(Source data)
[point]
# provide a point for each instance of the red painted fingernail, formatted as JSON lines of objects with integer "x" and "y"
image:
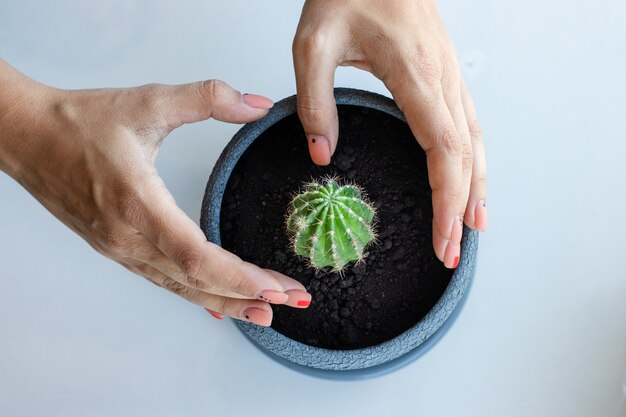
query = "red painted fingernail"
{"x": 319, "y": 148}
{"x": 258, "y": 102}
{"x": 274, "y": 297}
{"x": 258, "y": 316}
{"x": 298, "y": 298}
{"x": 215, "y": 314}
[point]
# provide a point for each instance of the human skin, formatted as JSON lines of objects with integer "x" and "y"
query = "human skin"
{"x": 405, "y": 45}
{"x": 88, "y": 156}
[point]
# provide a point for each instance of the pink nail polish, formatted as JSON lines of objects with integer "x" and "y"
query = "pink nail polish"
{"x": 319, "y": 148}
{"x": 215, "y": 314}
{"x": 258, "y": 316}
{"x": 298, "y": 298}
{"x": 274, "y": 297}
{"x": 258, "y": 102}
{"x": 452, "y": 255}
{"x": 480, "y": 216}
{"x": 457, "y": 231}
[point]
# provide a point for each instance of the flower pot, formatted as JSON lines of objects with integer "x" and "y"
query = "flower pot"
{"x": 374, "y": 317}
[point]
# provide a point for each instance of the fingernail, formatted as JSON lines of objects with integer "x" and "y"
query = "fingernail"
{"x": 480, "y": 216}
{"x": 298, "y": 298}
{"x": 274, "y": 297}
{"x": 258, "y": 102}
{"x": 319, "y": 148}
{"x": 452, "y": 256}
{"x": 258, "y": 316}
{"x": 215, "y": 314}
{"x": 457, "y": 231}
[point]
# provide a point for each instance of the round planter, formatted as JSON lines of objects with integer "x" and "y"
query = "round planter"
{"x": 328, "y": 363}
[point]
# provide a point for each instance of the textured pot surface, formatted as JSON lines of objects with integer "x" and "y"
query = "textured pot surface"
{"x": 355, "y": 363}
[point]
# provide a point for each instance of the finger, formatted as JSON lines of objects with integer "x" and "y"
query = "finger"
{"x": 452, "y": 97}
{"x": 298, "y": 296}
{"x": 188, "y": 103}
{"x": 315, "y": 62}
{"x": 164, "y": 224}
{"x": 146, "y": 252}
{"x": 434, "y": 127}
{"x": 254, "y": 311}
{"x": 476, "y": 211}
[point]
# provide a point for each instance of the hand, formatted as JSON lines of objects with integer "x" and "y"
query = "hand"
{"x": 404, "y": 44}
{"x": 88, "y": 157}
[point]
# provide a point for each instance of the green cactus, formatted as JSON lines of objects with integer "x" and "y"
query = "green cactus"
{"x": 330, "y": 224}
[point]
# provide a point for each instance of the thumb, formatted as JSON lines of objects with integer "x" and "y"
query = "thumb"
{"x": 315, "y": 73}
{"x": 194, "y": 102}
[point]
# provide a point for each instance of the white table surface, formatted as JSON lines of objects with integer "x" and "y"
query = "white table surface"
{"x": 544, "y": 330}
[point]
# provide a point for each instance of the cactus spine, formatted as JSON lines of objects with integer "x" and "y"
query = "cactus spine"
{"x": 330, "y": 224}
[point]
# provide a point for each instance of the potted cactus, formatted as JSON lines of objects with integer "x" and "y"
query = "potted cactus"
{"x": 380, "y": 296}
{"x": 330, "y": 224}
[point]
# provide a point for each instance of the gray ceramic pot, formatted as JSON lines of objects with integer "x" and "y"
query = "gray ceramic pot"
{"x": 339, "y": 364}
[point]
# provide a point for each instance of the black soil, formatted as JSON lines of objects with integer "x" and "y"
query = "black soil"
{"x": 401, "y": 279}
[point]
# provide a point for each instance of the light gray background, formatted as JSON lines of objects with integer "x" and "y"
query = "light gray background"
{"x": 544, "y": 330}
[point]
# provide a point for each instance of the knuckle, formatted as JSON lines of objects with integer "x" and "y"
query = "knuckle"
{"x": 310, "y": 43}
{"x": 214, "y": 90}
{"x": 235, "y": 279}
{"x": 475, "y": 130}
{"x": 195, "y": 283}
{"x": 429, "y": 68}
{"x": 115, "y": 243}
{"x": 450, "y": 142}
{"x": 127, "y": 204}
{"x": 467, "y": 157}
{"x": 219, "y": 304}
{"x": 190, "y": 261}
{"x": 479, "y": 178}
{"x": 152, "y": 96}
{"x": 310, "y": 110}
{"x": 176, "y": 287}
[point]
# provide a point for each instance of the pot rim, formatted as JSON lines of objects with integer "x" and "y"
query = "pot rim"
{"x": 300, "y": 353}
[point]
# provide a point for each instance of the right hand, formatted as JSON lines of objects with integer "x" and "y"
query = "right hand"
{"x": 404, "y": 44}
{"x": 88, "y": 156}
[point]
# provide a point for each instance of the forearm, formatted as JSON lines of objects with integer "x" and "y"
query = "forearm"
{"x": 23, "y": 114}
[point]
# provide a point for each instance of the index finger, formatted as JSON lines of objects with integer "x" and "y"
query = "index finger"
{"x": 434, "y": 128}
{"x": 161, "y": 221}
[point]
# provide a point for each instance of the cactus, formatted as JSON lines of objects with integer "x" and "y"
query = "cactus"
{"x": 330, "y": 224}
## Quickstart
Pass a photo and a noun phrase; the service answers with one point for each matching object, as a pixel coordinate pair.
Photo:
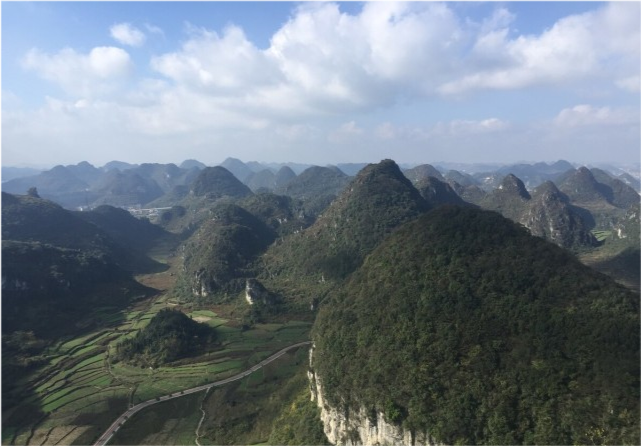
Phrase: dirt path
(122, 419)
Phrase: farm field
(80, 390)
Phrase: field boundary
(122, 419)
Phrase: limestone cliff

§ WHAT THE TASK ASKS: Here the job is to print the data above exactly, except for any pictures.

§ THE COMPLETED TASK:
[point]
# provide a point for each instance of the red painted fingernail, formatted as JSON lines of objects with integer "x" and "y"
image:
query = "red painted fingernail"
{"x": 319, "y": 148}
{"x": 258, "y": 102}
{"x": 274, "y": 297}
{"x": 258, "y": 316}
{"x": 298, "y": 298}
{"x": 215, "y": 314}
[point]
# provide a point for each instance of the human skin, formatted as JSON lines of objects with integer "x" and "y"
query = "human skin"
{"x": 405, "y": 45}
{"x": 88, "y": 156}
[point]
# provide a point for each instance of the pink nail polish, formatted as JSON lines of objects with integer "x" and "y"
query = "pink nail polish"
{"x": 319, "y": 148}
{"x": 215, "y": 314}
{"x": 258, "y": 316}
{"x": 298, "y": 298}
{"x": 274, "y": 297}
{"x": 258, "y": 102}
{"x": 452, "y": 255}
{"x": 480, "y": 216}
{"x": 457, "y": 231}
[point]
# provide a point for each instance of the flower pot, formatted as JSON lines of objects with integer "x" and "y"
query = "flower pot"
{"x": 374, "y": 317}
[point]
# provide a point for each instance of the fingernail, formatted as JSON lines of objects with integer "x" and "y"
query = "fingernail"
{"x": 480, "y": 216}
{"x": 298, "y": 298}
{"x": 274, "y": 297}
{"x": 258, "y": 102}
{"x": 319, "y": 148}
{"x": 452, "y": 256}
{"x": 258, "y": 316}
{"x": 215, "y": 314}
{"x": 457, "y": 231}
[point]
# provide a point for each instance of the round planter, formatted as JSON lines of objects with integer "x" and "y"
query = "round planter"
{"x": 328, "y": 363}
[point]
# provide a point for each instance of the textured pot surface, formatted as JSON lines of objects with integer "x" and "y"
query = "textured pot surface"
{"x": 355, "y": 363}
[point]
# provide a point for each instance of the finger, formatted as JSON lines of objects with integer "x" and "y"
query = "finger"
{"x": 452, "y": 97}
{"x": 298, "y": 296}
{"x": 188, "y": 103}
{"x": 315, "y": 62}
{"x": 164, "y": 224}
{"x": 146, "y": 252}
{"x": 434, "y": 127}
{"x": 254, "y": 311}
{"x": 476, "y": 211}
[point]
# provide a point for each instance of the hand, formatted as JSON lines of objects with integer "x" and "y"
query = "hand"
{"x": 404, "y": 44}
{"x": 88, "y": 157}
[point]
# provide a point for each instance of the green cactus, formatted as JSON lines of objects with integer "x" and "y"
query = "green cactus"
{"x": 330, "y": 224}
[point]
# provide a point for each instance of the thumb, formatted as JSON lines of objects with integer "x" and "y"
query = "thumb"
{"x": 315, "y": 73}
{"x": 194, "y": 102}
[point]
# provide a point for each instance of the white table surface, formatted as JSON lines of objects with integer "x" and "y"
query = "white table surface"
{"x": 544, "y": 330}
[point]
# provide a point for each instance of the cactus spine, formatted as JSON lines of objects with integer "x" and "y"
query = "cactus spine"
{"x": 330, "y": 224}
[point]
# provide a point for each instance of the potted cactus, formatted as JSON lines of objects with integer "x" and "y"
query = "potted cactus"
{"x": 380, "y": 296}
{"x": 330, "y": 224}
[point]
# provide a point for each instance of the gray ceramic pot, formatted as JSON lines of objects with integer "x" and "y"
query = "gray ceramic pot"
{"x": 339, "y": 364}
[point]
# provide a point for each instance of the black soil, formatted as JSON lines of objects with integer "x" and "y"
query = "black soil"
{"x": 401, "y": 279}
[point]
# provide a point for each instance of the light gray background, formatted as JSON lines of objects with integer "x" and "y"
query = "light gray background"
{"x": 544, "y": 330}
[point]
# provide a point for each instance of the knuckle, formatted as JSON lines of objects with integer "x" and "y"
query = "knuckle"
{"x": 310, "y": 43}
{"x": 214, "y": 90}
{"x": 235, "y": 279}
{"x": 475, "y": 130}
{"x": 195, "y": 283}
{"x": 429, "y": 68}
{"x": 115, "y": 243}
{"x": 450, "y": 142}
{"x": 127, "y": 204}
{"x": 467, "y": 157}
{"x": 219, "y": 304}
{"x": 190, "y": 261}
{"x": 479, "y": 178}
{"x": 152, "y": 96}
{"x": 310, "y": 110}
{"x": 176, "y": 287}
[point]
# provide a point for each instance of the pot rim, formatted as JSON lines of objects with integer "x" and "y"
query = "pot rim"
{"x": 300, "y": 353}
[point]
# provide a point for each instance of the right hand, formatted as JSON lines of objects with integer "x" and "y"
query = "right hand"
{"x": 404, "y": 44}
{"x": 88, "y": 156}
[point]
# provide a point for each instance of the forearm, formatted as JSON lines of objects with integer "x" and "y"
query = "forearm"
{"x": 23, "y": 114}
[point]
# provide a point for each instance of the index finger, formatted as JSON lines of objects with integer "x" and "y"
query = "index finger"
{"x": 434, "y": 128}
{"x": 161, "y": 221}
[point]
# provide a point for each instance of the cactus, formatted as JSON lines of objects with integer "x" and "y"
query = "cactus"
{"x": 330, "y": 224}
## Quickstart
Pass a photo and a noun phrase; the service answers with one point for each matching object, as a pixel coordinate pair.
Photo:
Phrase: dirt path
(122, 419)
Phrase: farm field
(80, 390)
Phrase: field boundary
(122, 419)
Phrase: limestone cliff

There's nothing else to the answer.